# Text provided
------------------------------------

Sandra Bates Stepping Down

Sandra Bates will step down as Ensemble Theatre’s artistic director at the end of 2015, having clocked up 30 years in the job. Her successor, the current co-artistic director Mark Kilmurry, will be only the third incumbent since Hayes Gordon founded the company 1958.

Bates is primarily quitting because she suffers from macular degeneration, an age-related medical condition in which damage to retina reduces sight in the centre of the visual field. “Both my parents had it, so genetically I had no choice but to get it,” she says, matter-of-factly. She was diagnosed some years ago when she began seeing “wavy lines”. Bates’s sister, who is three years older, has already gone blind, and Bates’s eyes entered the dangerous “wet” phase last November. “Normally you’d be blind with that within six months,” she says. A new treatment (relating, amazingly, to how bowel cancer is treated), however, has slowed the deterioration considerably. Nonetheless reading is already a challenge and she has to be close to see her actors clearly, so she is thinking 18 months ahead.

Frankenstein 1
Lee Jones as The Monster in Mark Kilmurry’s unforgettabel production of Frankenstein – a 2013 highlight under Bates’s watch. Photo: Heidrum Lohr.

“I’m fine while I’m rehearsing at the moment,” she says, “but I don’t know for how much longer. And it will be 30 years, and that’s probably long enough. I have to say there is a degree of reluctance because I so enjoy it. I’ve done a few plays a couple of times, including the [David Williamson] trilogy which I’m doing now, and I’ve realised I’m actually better at it. I’m actually more help to the actors now than I was when I first did it. So that’s a shame in way, because if your skills actually improve it’s a bit sad that you’ve got to stop. But if I can see well enough I will go on directing, maybe one play a year or something, just to keep me out of mischief!”

------------------------------------

# Record extracts
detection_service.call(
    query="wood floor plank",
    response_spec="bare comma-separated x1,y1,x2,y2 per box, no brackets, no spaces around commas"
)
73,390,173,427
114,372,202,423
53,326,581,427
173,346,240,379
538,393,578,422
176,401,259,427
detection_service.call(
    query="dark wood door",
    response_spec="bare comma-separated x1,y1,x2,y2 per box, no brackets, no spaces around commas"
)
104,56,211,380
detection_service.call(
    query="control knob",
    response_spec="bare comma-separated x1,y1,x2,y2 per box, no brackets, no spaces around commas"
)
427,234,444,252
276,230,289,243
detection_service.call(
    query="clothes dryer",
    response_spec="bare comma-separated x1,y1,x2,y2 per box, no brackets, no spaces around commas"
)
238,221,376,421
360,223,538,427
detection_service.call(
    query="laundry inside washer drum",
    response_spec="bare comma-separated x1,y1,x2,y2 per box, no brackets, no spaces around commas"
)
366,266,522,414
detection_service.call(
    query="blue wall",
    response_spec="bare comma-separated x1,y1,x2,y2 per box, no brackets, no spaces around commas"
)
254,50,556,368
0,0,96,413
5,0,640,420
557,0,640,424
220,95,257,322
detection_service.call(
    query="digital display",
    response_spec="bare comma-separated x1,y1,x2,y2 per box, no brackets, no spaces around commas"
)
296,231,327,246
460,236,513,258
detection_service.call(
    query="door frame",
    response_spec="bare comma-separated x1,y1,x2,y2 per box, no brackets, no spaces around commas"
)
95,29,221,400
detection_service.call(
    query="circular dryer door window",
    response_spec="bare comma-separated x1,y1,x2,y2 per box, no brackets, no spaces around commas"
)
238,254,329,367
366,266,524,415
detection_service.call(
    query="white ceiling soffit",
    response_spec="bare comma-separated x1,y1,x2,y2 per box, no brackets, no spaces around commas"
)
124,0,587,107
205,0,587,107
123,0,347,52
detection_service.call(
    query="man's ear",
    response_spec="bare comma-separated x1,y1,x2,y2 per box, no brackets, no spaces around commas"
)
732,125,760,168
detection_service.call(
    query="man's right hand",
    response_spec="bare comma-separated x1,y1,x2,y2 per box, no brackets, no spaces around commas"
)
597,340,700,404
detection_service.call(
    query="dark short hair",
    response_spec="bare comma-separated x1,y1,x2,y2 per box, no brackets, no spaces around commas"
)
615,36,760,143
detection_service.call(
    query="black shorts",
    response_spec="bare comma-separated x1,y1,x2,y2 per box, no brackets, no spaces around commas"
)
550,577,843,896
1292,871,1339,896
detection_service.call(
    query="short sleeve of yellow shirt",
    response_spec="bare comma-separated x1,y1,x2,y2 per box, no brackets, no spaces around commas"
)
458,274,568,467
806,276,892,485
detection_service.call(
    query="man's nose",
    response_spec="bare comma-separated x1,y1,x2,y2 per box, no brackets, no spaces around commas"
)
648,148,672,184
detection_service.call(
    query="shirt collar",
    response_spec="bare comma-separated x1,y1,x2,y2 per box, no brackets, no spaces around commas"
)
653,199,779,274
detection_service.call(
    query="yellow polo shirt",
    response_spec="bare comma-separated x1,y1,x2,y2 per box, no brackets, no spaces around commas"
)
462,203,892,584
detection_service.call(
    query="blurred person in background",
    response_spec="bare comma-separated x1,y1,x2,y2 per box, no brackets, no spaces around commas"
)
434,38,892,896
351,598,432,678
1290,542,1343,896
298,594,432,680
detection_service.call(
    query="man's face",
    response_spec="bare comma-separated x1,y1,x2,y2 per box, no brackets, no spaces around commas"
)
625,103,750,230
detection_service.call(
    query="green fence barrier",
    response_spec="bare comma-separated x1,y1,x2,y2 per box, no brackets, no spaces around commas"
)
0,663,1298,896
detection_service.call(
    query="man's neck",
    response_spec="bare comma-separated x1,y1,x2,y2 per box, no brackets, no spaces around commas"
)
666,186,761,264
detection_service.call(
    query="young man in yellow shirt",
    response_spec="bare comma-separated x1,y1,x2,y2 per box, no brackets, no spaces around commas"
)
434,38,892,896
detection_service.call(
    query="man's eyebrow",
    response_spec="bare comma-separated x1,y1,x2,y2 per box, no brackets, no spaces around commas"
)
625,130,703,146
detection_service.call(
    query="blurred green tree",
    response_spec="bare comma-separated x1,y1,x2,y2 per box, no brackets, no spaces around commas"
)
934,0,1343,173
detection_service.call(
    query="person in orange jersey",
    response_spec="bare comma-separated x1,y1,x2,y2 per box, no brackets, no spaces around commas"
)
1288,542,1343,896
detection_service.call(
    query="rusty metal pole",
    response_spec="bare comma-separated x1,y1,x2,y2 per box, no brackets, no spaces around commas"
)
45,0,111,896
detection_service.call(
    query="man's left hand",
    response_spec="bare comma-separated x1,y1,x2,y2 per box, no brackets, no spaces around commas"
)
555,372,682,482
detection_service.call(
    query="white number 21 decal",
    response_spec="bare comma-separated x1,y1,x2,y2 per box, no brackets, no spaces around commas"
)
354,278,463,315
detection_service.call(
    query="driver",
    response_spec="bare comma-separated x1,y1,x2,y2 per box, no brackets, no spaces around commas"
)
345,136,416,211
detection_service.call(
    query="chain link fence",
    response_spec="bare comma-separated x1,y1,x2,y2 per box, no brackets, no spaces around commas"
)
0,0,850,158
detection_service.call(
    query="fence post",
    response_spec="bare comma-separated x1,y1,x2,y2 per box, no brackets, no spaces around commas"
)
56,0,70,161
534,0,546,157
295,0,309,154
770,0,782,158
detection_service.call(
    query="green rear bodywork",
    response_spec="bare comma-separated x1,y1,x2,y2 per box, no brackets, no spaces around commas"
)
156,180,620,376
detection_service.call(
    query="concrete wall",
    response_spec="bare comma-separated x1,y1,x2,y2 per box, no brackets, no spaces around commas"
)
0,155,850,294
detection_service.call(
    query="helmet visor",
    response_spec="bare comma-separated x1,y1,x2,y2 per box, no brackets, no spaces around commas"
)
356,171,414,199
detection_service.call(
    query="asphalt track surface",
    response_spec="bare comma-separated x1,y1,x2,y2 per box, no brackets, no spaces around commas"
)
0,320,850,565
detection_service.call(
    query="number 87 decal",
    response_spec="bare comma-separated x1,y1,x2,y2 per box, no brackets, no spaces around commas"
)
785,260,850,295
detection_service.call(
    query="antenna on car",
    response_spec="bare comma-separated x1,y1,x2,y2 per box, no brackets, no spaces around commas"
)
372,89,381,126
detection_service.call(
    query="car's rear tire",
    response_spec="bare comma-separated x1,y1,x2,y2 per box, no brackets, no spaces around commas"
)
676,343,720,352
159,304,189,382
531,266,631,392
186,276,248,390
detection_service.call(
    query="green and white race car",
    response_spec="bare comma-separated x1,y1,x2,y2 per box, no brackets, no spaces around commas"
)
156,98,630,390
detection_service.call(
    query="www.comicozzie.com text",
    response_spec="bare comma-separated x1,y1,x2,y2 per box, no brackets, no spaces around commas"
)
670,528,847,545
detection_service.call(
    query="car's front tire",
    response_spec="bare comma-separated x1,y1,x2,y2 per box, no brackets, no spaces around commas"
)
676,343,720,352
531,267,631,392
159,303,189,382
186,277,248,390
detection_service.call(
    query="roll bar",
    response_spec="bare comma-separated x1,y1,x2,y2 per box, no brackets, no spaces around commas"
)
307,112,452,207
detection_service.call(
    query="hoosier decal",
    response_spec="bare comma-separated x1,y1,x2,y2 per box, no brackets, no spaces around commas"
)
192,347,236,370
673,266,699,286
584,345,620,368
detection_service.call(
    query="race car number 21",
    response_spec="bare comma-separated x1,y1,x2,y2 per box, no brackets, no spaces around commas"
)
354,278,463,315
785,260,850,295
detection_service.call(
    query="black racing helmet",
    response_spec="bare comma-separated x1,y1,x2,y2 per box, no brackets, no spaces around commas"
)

------------------------------------

# Exercise set
**1.** List every person named in the article about Sandra Bates stepping down.
**2.** Resume the article on Sandra Bates leaving Ensemble Theatre after its final paragraph.

# Results for each task
**1.** Sandra Bates, Mark Kilmurry, Hayes Gordon, David Williamson, Lee Jones, Heidrum Lohr

**2.**
While Bates believes she leaves the Ensemble in good shape, she says the GFC aftermath continues to hit subscriber numbers of all performing arts companies. This is a particular concern for the Ensemble, which survives on box office receipts and donations, with no public funding. Bates explains that before she took over in January, 1986 Gordon had recommended she not seek funding, saying it would only cause her grief – advice she immediately dismissed. “And all it did was cause me grief!” she says.

She attended Gordon’s acting classes in 1968 while working as a pharmacist. He soon spotted other skills, and suggested she consider directing. “I thought, ‘Oh, he’s telling me I can’t act!'” she laughs. He made her artistic director of the offshoot Studios Rep Theatre, which, she says, gave her the right to fail. “I do feel a bit sorry for people coming in now, because no theatre company can afford for the director to fail.”

Pivotal to the Ensemble’s success over the last two decades has been David Williamson. “Williamson is our funding,” Bates says candidly. “You can’t argue with the fact that people really want to see his work. You look back over the last 45 years or however long he’s been writing: it’s a history of – admittedly white, middle-class – Australia.”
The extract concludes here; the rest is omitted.